*** Records for processing ***

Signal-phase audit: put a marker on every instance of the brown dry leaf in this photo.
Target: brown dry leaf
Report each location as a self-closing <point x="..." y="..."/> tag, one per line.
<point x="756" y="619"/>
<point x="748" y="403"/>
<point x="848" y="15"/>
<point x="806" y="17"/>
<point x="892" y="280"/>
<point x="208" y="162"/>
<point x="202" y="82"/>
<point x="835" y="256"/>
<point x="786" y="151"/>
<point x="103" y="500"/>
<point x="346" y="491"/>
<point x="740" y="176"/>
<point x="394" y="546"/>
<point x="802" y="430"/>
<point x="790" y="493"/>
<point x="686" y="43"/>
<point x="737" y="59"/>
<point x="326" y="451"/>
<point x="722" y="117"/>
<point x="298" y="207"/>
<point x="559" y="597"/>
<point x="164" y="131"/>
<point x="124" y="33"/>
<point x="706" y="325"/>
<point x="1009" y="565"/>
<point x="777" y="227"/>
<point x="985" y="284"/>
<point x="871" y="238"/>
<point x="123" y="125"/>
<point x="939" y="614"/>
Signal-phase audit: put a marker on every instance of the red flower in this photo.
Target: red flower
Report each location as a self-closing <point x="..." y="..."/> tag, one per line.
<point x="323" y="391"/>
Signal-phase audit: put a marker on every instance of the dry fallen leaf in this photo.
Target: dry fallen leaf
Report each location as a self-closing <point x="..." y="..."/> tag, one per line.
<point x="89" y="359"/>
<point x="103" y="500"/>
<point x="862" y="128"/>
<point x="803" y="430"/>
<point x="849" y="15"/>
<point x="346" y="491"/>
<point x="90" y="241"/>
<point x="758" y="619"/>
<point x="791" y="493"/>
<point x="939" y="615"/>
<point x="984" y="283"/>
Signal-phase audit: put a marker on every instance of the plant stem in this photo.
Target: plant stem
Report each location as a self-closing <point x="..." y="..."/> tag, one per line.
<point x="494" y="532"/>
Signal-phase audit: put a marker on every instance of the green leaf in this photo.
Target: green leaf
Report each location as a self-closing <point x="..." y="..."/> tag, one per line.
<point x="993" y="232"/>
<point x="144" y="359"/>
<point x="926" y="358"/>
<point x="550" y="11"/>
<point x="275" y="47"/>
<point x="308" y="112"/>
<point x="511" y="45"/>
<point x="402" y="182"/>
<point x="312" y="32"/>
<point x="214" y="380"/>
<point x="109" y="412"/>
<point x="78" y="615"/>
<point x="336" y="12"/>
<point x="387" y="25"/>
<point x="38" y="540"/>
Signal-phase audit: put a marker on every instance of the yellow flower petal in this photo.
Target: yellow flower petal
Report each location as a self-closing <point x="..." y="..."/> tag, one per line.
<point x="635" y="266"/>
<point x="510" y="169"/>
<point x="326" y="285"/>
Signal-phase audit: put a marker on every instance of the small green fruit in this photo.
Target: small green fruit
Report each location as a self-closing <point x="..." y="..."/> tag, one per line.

***

Select every line of the material above holding the word "leaf" and copy it.

Exercise solution>
Signal-phase audit: put a marker on every instance of the brown dry leaf in this photo.
Target: brown dry leaf
Signal-phase audit: put a marker on every instance of the dry fallen leaf in this photo.
Target: dry fallen leaf
Signal-phase audit: put a marker on every instance of the green leaf in this photo.
Target: green leaf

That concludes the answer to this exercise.